◆ **Activity**
Only the closing portion of the entries is to be reproduced: the line containing "indicate the bag" through the very last line, exactly as written.

◆ **Working data**

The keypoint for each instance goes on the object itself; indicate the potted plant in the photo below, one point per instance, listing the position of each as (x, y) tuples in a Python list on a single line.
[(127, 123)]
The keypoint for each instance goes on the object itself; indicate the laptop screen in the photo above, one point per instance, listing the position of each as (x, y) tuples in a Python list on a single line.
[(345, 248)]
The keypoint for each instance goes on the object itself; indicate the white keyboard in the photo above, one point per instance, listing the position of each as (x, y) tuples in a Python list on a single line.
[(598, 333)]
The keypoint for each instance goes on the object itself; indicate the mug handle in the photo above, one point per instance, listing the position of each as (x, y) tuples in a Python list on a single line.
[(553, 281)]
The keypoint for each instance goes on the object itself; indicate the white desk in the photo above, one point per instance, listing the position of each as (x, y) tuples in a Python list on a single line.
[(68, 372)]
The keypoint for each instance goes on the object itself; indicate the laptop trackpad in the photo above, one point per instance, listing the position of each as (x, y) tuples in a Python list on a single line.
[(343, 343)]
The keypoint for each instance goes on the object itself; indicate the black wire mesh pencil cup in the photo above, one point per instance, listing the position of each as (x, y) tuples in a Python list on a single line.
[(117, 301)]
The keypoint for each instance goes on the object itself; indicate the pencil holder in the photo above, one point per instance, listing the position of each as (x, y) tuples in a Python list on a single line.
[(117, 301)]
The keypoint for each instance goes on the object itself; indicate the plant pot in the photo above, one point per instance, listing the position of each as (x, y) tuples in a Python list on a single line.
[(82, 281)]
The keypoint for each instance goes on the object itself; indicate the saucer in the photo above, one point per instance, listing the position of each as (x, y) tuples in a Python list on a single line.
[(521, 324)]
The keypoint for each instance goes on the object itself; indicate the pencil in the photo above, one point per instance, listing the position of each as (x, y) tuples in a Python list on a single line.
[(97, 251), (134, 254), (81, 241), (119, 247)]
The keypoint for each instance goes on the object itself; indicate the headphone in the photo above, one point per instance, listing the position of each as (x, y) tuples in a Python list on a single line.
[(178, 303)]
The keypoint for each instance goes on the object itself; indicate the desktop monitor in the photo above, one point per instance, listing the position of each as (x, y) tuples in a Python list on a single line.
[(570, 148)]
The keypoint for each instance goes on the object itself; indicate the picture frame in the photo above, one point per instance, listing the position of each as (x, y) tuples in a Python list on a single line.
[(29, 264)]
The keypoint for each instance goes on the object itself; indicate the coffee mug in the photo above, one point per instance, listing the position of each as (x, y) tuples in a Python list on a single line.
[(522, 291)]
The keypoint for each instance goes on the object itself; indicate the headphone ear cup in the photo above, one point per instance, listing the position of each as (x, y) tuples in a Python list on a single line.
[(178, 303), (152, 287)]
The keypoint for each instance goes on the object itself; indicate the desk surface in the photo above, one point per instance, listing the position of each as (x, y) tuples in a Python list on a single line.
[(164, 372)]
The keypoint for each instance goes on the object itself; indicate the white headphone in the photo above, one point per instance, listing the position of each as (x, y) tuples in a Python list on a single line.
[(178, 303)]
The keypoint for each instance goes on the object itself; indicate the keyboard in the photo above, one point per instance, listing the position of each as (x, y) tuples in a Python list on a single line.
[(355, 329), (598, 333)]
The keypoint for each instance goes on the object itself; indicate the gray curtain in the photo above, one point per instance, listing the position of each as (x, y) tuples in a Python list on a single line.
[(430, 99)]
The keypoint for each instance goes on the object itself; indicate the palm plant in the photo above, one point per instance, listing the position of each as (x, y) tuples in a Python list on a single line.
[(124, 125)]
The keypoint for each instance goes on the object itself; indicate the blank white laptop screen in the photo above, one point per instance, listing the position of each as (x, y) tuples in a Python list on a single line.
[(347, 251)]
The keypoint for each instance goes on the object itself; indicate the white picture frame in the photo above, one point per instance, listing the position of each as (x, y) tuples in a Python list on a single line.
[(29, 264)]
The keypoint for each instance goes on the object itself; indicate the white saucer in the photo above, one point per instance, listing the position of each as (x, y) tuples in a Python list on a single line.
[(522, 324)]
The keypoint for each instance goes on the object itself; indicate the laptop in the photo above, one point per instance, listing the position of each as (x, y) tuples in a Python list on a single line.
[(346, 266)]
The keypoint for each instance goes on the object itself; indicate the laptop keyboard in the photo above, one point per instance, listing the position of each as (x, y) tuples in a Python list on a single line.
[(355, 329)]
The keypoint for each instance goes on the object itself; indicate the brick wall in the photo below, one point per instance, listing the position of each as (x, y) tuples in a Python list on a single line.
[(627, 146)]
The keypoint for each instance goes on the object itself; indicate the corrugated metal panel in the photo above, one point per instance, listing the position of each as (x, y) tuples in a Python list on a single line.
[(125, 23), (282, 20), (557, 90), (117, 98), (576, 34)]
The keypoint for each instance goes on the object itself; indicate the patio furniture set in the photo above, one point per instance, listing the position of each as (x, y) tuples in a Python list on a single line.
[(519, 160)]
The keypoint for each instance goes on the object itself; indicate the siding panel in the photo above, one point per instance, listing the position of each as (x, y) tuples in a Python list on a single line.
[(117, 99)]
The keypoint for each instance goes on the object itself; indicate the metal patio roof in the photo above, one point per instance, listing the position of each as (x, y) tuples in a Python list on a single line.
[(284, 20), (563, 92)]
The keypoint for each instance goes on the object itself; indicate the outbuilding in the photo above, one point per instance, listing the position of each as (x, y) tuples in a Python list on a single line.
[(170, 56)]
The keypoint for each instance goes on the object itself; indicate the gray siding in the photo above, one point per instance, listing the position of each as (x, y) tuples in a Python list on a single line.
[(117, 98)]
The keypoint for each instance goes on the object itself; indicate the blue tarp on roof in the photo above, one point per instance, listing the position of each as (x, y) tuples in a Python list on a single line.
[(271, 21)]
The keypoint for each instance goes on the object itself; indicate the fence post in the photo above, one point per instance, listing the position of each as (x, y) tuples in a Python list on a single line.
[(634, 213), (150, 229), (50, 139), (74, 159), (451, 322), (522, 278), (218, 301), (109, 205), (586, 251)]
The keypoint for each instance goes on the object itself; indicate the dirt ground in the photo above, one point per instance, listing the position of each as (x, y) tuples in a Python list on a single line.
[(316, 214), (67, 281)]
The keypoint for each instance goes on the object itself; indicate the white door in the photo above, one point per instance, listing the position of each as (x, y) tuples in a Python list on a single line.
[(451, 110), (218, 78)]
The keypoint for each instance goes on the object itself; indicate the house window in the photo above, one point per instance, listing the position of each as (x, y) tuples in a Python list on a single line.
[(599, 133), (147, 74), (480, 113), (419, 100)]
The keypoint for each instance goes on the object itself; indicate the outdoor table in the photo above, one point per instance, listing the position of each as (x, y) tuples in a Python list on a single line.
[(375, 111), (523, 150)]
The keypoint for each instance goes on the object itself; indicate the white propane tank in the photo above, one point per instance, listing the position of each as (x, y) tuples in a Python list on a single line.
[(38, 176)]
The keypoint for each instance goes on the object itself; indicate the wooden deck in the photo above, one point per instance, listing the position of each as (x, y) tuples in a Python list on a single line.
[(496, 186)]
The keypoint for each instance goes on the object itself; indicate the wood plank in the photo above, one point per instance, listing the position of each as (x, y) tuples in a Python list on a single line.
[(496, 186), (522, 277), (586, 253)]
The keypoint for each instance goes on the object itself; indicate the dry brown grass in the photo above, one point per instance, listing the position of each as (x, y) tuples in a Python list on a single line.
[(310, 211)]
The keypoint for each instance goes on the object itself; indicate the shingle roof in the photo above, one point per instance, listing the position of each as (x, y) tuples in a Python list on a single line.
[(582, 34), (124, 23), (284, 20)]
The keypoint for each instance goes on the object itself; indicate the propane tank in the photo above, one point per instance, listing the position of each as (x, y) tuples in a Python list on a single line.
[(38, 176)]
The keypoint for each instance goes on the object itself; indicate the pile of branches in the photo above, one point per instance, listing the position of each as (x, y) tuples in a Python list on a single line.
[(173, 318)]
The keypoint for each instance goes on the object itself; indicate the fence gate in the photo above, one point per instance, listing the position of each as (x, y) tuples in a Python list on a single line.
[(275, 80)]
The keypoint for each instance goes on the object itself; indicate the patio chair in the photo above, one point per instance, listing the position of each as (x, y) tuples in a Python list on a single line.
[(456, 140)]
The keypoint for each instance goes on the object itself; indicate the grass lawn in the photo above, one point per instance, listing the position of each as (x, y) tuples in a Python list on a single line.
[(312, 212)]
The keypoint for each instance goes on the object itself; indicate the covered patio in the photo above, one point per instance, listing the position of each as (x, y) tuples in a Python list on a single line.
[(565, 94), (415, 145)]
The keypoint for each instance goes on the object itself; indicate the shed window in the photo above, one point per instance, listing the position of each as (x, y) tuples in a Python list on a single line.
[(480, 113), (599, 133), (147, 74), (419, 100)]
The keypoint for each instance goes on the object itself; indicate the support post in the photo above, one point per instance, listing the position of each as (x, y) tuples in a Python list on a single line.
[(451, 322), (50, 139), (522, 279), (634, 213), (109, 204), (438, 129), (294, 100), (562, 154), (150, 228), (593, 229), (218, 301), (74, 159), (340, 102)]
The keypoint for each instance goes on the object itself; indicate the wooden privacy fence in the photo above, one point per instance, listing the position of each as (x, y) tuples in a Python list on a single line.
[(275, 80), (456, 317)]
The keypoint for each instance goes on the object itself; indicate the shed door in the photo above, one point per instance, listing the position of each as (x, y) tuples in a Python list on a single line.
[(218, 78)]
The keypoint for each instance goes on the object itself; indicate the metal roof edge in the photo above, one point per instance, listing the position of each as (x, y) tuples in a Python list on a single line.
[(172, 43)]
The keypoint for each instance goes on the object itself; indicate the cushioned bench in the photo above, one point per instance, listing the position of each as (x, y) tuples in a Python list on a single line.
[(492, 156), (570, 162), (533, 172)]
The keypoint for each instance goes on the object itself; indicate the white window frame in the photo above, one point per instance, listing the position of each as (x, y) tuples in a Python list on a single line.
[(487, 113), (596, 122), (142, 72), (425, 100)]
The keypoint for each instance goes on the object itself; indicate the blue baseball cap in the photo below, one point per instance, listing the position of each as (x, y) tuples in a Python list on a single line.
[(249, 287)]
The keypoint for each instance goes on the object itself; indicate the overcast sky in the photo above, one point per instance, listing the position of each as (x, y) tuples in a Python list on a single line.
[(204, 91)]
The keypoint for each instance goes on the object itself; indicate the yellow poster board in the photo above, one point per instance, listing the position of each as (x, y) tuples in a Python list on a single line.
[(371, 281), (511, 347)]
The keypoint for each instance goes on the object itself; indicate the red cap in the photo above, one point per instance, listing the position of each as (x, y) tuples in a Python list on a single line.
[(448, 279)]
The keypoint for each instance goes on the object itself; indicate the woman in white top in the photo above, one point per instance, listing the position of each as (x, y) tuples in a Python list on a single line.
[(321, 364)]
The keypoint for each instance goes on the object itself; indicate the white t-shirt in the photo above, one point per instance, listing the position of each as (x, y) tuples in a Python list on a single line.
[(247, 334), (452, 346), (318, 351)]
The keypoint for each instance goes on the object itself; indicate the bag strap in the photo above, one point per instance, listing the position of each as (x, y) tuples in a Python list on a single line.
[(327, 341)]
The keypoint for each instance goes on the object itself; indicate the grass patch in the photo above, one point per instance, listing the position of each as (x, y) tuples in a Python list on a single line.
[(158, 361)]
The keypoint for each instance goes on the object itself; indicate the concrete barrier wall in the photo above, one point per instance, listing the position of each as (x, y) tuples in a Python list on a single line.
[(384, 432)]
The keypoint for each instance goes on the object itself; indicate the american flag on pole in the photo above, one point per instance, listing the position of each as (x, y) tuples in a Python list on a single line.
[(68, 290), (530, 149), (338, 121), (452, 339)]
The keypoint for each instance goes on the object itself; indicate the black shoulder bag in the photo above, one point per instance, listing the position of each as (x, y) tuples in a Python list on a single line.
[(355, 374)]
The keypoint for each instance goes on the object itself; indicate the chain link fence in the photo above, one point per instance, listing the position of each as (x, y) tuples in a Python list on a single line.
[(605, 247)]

◆ **Reply to the exercise**
The keypoint for each instance goes on the object itself; indicate the bag strap in the photo above, one point per instance, listing the position of each as (x, y) tuples in a Python list on a single line.
[(327, 341)]
The keypoint for each instance goes on the object itself; indicate the grass patch in the photo above, one point per instance, listing the position of each as (x, y) tuples in a Python list on a single line.
[(158, 361)]
The keypoint for each instance goes on the object itself; indicate the concrete barrier wall in the photo above, one point per instance, listing the position of each as (x, y) tuples in a Python list on a single line.
[(384, 432)]
The keypoint for each instance goes on the object itself; indicate the american flag on pole in the photo above, one point per instance, listing the position of each as (x, y) tuples in a Python list on a single line.
[(68, 290), (530, 149), (338, 121), (452, 339)]
The keypoint for each instance goes on the object itself; indicate the black shoulder bag in the photo above, one point per instance, listing the position of each as (x, y) tuples in a Python list on a single line.
[(355, 374)]
The keypoint for each instance goes on the object itself; indicate the chain link fence in the photo above, one point per instance, listing the position of each as (x, y) tuples in a Python list on a single line.
[(605, 247)]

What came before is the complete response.